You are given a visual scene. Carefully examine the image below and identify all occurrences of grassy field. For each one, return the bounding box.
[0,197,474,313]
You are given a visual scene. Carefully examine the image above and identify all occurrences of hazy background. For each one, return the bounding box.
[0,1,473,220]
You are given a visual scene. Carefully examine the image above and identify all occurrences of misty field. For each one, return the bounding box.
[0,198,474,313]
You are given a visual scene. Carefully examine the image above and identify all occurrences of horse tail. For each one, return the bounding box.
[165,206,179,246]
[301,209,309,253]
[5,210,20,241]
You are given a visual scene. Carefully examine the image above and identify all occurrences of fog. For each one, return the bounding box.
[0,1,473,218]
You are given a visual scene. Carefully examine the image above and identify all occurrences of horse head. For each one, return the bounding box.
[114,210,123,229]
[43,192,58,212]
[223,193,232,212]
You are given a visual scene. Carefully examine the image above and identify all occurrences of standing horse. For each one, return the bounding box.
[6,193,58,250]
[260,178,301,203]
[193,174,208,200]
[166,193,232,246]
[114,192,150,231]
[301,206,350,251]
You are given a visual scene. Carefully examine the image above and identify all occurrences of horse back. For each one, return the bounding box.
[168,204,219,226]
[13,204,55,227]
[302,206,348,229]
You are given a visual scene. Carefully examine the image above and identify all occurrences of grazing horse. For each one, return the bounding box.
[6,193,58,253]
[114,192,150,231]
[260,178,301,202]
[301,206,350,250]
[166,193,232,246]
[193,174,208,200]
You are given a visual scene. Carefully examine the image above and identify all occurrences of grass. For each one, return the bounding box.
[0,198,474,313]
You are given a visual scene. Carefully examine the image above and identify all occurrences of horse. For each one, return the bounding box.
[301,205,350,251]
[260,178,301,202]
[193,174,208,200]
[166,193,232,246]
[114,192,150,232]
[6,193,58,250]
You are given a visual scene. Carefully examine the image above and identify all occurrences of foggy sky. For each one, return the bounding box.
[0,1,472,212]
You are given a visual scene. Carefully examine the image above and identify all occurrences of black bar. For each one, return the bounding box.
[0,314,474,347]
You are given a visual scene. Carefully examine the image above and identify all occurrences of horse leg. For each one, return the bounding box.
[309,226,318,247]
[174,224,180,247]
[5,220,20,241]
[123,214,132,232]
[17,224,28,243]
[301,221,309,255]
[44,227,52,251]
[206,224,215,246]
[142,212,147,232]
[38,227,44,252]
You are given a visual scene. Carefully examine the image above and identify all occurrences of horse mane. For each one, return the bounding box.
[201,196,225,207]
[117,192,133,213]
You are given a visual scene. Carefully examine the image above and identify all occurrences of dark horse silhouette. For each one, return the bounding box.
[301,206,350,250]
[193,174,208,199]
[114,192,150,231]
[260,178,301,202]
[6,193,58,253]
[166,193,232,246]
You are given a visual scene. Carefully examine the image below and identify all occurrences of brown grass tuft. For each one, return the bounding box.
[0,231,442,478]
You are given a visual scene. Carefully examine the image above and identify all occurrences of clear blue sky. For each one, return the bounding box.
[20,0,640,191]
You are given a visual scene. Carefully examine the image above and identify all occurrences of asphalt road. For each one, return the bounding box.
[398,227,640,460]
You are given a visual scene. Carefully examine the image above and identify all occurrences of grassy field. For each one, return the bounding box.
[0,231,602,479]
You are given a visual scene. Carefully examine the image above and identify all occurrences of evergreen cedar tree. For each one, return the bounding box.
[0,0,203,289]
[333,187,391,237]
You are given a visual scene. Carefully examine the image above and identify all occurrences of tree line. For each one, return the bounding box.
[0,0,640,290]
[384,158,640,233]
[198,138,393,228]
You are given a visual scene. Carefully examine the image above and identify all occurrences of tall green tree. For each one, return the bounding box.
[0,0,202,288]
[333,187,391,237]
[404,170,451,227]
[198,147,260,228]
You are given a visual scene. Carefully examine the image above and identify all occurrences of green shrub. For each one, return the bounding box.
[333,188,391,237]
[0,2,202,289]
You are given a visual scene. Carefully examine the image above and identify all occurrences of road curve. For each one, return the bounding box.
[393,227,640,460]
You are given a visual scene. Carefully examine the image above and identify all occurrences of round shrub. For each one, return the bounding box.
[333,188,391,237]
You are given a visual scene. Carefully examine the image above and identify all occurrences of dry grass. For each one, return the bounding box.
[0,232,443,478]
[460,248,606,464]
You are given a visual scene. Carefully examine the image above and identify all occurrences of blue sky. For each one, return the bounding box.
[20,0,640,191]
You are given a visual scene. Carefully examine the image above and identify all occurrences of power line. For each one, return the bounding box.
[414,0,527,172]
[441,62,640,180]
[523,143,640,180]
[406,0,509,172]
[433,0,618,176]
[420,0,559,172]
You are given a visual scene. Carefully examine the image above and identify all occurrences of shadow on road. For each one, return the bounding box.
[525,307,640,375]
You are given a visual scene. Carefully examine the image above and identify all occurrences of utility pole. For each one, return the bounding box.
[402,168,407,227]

Exercise directions: Print every one of the records above again, word for word and in the same order.

Result of the task:
You are given a visual scene. Carefully examine the image below and identify all occurrences of grassy field. For each one, return the bounding box.
[0,197,474,313]
You are given a visual scene. Carefully examine the image above and identify all occurrences of hazy background. For each one, return the bounding box.
[0,1,473,220]
You are given a visual scene. Carefully examine the image above and identify all occurrences of misty field. For each one, return the bounding box.
[0,198,474,313]
You are given a visual scene. Carefully examine the image above and identify all occurrences of horse tail. For each one, return the bounding box.
[165,206,179,246]
[301,209,309,253]
[5,210,20,241]
You are given a visual scene. Carefully examine the image above and identify all occurrences of fog. For each one, return the bounding box.
[0,1,473,218]
You are given a visual scene. Carefully examine the image above and identify all occurrences of horse head. For each one, return the bounding box.
[114,210,123,229]
[43,192,58,212]
[223,193,232,212]
You are given a visual scene. Carefully examine the image above and identify all occurrences of standing horse. For each one, return the bounding box.
[6,193,58,250]
[260,178,301,203]
[193,174,208,200]
[166,193,232,246]
[114,192,150,231]
[301,206,350,251]
You are given a visual scene. Carefully examine the image above and identify all occurrences of horse back. For each one, return the bounding box.
[168,204,219,226]
[13,204,55,227]
[302,206,348,229]
You are given a visual scene. Carefully examine the image above and identify all occurrences of grazing horse. For each one, return the bounding box.
[6,193,58,253]
[114,192,150,231]
[260,178,301,202]
[301,206,350,250]
[166,193,232,246]
[193,174,208,200]
You are given a visual scene. Carefully examine the image above and identify all occurrences of grass. For each one, return the bounding box.
[0,198,474,313]
You are given a visual scene. Carefully examine the image above and identify all occurrences of horse. For each one, return the bounding box.
[301,205,350,251]
[260,178,301,202]
[193,174,208,200]
[166,193,232,246]
[114,192,150,232]
[6,193,58,250]
You are given a visual scene. Carefully examine the image above and identify all occurrences of foggy sky. For each one, return the bounding box.
[0,1,472,212]
You are given a visual scene. Carefully examine the image above and identify all occurrences of black bar. For each one, return the bounding box.
[0,314,474,347]
You are given a visual scene. Carefully examine the image above and identify all occurrences of horse leg. For each one, return the bounding box.
[309,226,318,247]
[174,224,180,247]
[5,220,20,241]
[123,214,132,232]
[17,224,28,243]
[301,221,309,255]
[44,227,52,251]
[206,224,215,246]
[142,212,147,232]
[38,227,44,252]
You are given a visual scene. Carefully examine the image above and identify all occurrences of horse mane. For each one, return the bounding box.
[201,196,225,207]
[117,192,133,213]
You are given a visual scene. Carefully examine the image above and identify all occurrences of dark horse silhouette. For each one, return the bounding box.
[301,206,350,250]
[193,174,208,199]
[114,192,150,231]
[260,178,301,202]
[6,193,58,253]
[166,193,232,246]
You are given a visual scene. Carefully examine the image below and identify all occurrences of brown grass tuft. For each one, return the bounding box.
[0,231,442,478]
You are given a visual scene. Carefully examine the image above and identify all occurrences of clear blue sky. For each one, return the bounding box.
[20,0,640,191]
You are given a visual scene. Carefully examine the image above and identify all occurrences of asphalt road. For each one, return the bounding box.
[398,227,640,460]
You are given a visual scene. Carefully examine the image above and identify all occurrences of grassy field. For each one, return the bounding box.
[0,231,602,479]
You are given a visual scene. Carefully examine the image above and identify all occurrences of evergreen cedar tree. For each one, return the bounding box.
[0,0,203,289]
[333,187,391,237]
You are given a visual scene. Carefully examine the image above and identify all occurrences of tree line. For each one, return the bounding box.
[0,0,640,290]
[384,158,640,233]
[198,138,393,228]
You are given a visual scene. Carefully examine the image above and identify all occurrences of tall green tree. For each one, return the bounding box.
[0,0,202,288]
[333,187,391,237]
[404,170,451,227]
[198,147,260,228]
You are given a visual scene. Carefully examine the image above and identify all occurrences of green shrub. For each one, return the bounding box.
[333,188,391,237]
[0,2,202,289]
You are given a visual scene. Carefully examine the image above and identify all occurrences of road curve. For each one, return the bounding box.
[393,227,640,460]
You are given a visual scene. Carefully examine the image above and identify all occurrences of round shrub. For each one, return the bounding box.
[333,188,391,237]
You are given a visual scene. Carefully examine the image above and identify all occurrences of dry grass. For each one, return the bounding box.
[0,232,443,478]
[460,248,606,464]
You are given a visual scene. Carefully examine the image above and identify all occurrences of blue sky. For each one, return the bounding box.
[20,0,640,191]
You are given a visual scene. Carefully examine the image above and identify all occurrences of power line. For each one, return the bounding box.
[414,0,527,172]
[441,62,640,180]
[523,143,640,180]
[406,0,509,172]
[433,0,618,176]
[420,0,559,172]
You are given a visual scene. Carefully examine the image above and identify all occurrences of shadow on road. For each one, return the bounding box.
[525,307,640,375]
You are given a visual scene. Carefully examine the image above and identify all occurrences of utility pole. For each one, return the bounding box.
[402,168,407,227]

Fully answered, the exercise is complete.